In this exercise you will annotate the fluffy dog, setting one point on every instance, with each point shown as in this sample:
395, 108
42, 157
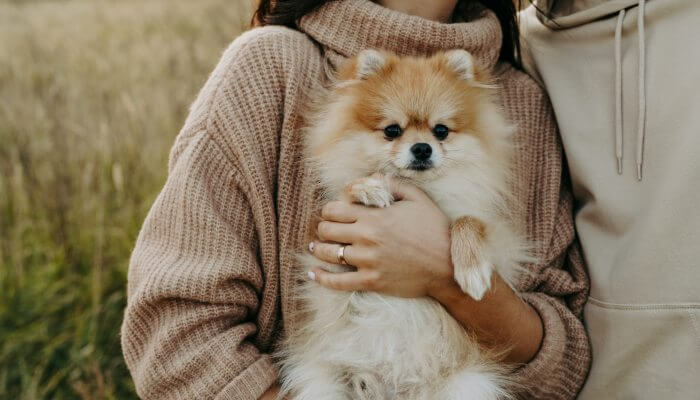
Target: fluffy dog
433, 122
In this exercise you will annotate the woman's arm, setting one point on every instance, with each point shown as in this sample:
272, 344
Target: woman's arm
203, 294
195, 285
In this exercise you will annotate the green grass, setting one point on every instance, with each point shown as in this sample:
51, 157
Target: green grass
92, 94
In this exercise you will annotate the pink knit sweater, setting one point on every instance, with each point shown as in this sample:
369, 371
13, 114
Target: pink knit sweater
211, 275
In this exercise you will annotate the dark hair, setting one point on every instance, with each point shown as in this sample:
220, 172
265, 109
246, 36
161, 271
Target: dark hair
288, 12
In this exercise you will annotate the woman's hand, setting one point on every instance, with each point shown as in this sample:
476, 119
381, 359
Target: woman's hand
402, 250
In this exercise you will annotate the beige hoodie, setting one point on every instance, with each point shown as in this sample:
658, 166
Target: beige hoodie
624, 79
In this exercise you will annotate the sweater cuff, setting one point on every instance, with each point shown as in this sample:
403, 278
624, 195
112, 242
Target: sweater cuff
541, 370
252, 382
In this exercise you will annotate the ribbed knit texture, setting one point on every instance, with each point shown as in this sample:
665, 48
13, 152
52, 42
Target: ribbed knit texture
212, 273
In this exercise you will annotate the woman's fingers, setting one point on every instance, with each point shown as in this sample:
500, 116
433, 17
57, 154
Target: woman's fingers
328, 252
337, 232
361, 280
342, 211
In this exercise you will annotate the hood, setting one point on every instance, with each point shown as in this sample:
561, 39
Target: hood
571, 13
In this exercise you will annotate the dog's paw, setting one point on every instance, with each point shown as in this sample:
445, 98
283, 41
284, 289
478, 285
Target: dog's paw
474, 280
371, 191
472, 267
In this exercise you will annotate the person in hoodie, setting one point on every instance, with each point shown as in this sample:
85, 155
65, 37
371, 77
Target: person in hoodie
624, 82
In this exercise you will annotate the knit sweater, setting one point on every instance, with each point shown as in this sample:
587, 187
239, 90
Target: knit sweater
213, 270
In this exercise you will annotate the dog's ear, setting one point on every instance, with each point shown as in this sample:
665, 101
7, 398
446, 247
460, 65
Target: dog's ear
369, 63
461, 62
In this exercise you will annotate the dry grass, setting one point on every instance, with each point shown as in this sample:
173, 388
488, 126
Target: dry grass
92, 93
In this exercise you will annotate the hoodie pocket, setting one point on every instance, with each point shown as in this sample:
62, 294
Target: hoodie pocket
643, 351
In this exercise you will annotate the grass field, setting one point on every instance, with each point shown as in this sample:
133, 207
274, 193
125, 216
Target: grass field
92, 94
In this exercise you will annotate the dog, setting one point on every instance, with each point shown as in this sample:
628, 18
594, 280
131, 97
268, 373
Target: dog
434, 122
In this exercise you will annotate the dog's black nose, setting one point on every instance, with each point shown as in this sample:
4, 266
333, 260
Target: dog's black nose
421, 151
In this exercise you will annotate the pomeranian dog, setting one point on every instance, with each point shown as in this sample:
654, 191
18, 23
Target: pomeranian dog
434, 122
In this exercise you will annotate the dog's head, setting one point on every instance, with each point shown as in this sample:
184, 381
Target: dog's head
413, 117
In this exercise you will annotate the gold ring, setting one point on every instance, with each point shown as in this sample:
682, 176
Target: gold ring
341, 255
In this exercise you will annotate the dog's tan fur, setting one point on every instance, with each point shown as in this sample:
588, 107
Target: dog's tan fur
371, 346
┄┄┄┄┄┄
▸ The problem
Return the data above in its exact wording, with none of the pictures.

▸ Expected answer
In this exercise you will annotate the fluffy dog, setting one point on every instance, with each point shown as in this sample:
395, 108
42, 157
Target: fluffy dog
433, 122
In this exercise you will annotate the woman's arm, setting one point on every instance, with each point shown as in this sample:
272, 344
Target: woman's arm
203, 294
195, 285
In this exercise you will annotate the green grass, setting one point on every instance, with each point shown as in this sample:
51, 157
Target: green grass
92, 94
In this exercise you will annotate the pink knit sweater, setting one point on every instance, with each point shown as in this sample:
369, 371
13, 114
Target: pink knit sweater
211, 275
In this exercise you will annotate the dark hair, setting one point on every instance, with each point shown as in this sample:
220, 172
265, 109
246, 36
161, 271
Target: dark hair
288, 12
In this exercise you will annotate the woman's hand, setting one point on every instance, with each point shown as in this sample:
476, 119
381, 359
Target: woman's hand
402, 250
In this exercise you will annotate the beige hoodie, setting one point on every instance, with each point shown as in this sample:
658, 166
Target: beige hoodie
624, 79
In this exercise you will annotate the sweater cuff, setting one point on every instance, with each point shown as in this sample:
403, 278
624, 195
112, 242
Target: sweater cuff
541, 370
252, 382
In this exercise you will annotate the ribbed knit texture, setting one point on every instance, with each point shown as in this sample:
665, 48
13, 152
52, 42
Target: ribbed knit texture
212, 273
In this exercise you will annotate the woman's fingers, setting one point on every instance, with each point shown as in this sample:
500, 116
433, 17
57, 154
Target: woman's fingers
328, 252
337, 232
361, 280
342, 211
In this exercise you will annotate the hood, setting one point on every instance, with each point shown as in this sample:
561, 39
Target: hood
571, 13
In this exercise you will annotate the dog's paw, setting one point on every instance, with each point shown as in this sample:
445, 98
283, 41
284, 289
478, 285
Target: dog's paw
474, 280
371, 191
472, 267
In this exercise you will annotate the person in hoodie, setting one point on every instance, with each point shown as in this sample:
85, 155
65, 37
371, 77
Target: person in hoodie
624, 82
In this exercise you will annotate the knit sweater, setting one point on every instance, with each point shown as in this sample:
587, 187
239, 90
Target: knit sweater
213, 270
In this exercise you will annotate the dog's ear, setting one point on every instance, with each point shown as in this sample:
665, 101
7, 398
446, 247
460, 65
Target: dog's ear
369, 63
461, 62
In this exercise you will annotate the dry grass, setting one point on every instance, with each point shown as in this sample:
173, 388
488, 126
Target: dry grass
92, 93
In this exercise you will annotate the hoodie pocket, setting one point on every instance, with each point shown as in this sample:
62, 294
Target: hoodie pocket
643, 351
In this exercise you will annotate the grass field, setting one point on every instance, with each point shown as in this sample:
133, 207
274, 193
125, 216
Target: grass field
92, 94
In this exercise you will annotate the dog, setting one point on every instance, with each point shown as in this sample:
628, 18
594, 280
131, 97
268, 373
Target: dog
434, 122
In this exercise you will annotate the dog's black nose, setting one point on every instance, with each point shown as in this sample:
4, 266
333, 260
Target: dog's black nose
421, 151
In this exercise you will annotate the pomeranian dog, setting one point on every instance, with each point shown as in this sample:
654, 191
18, 23
Target: pomeranian dog
434, 122
In this exercise you will annotate the dog's head, setting one point on every instance, with each point shown as in this sample:
184, 381
Target: dog's head
413, 117
In this exercise you will annotate the gold ring, setting one point on every instance, with each point shown as in this sample:
682, 176
Target: gold ring
341, 255
In this exercise you will annotate the dog's tan fur, setting one point on every instance, with each point shown as in this sample:
588, 107
Target: dog's tan fur
371, 346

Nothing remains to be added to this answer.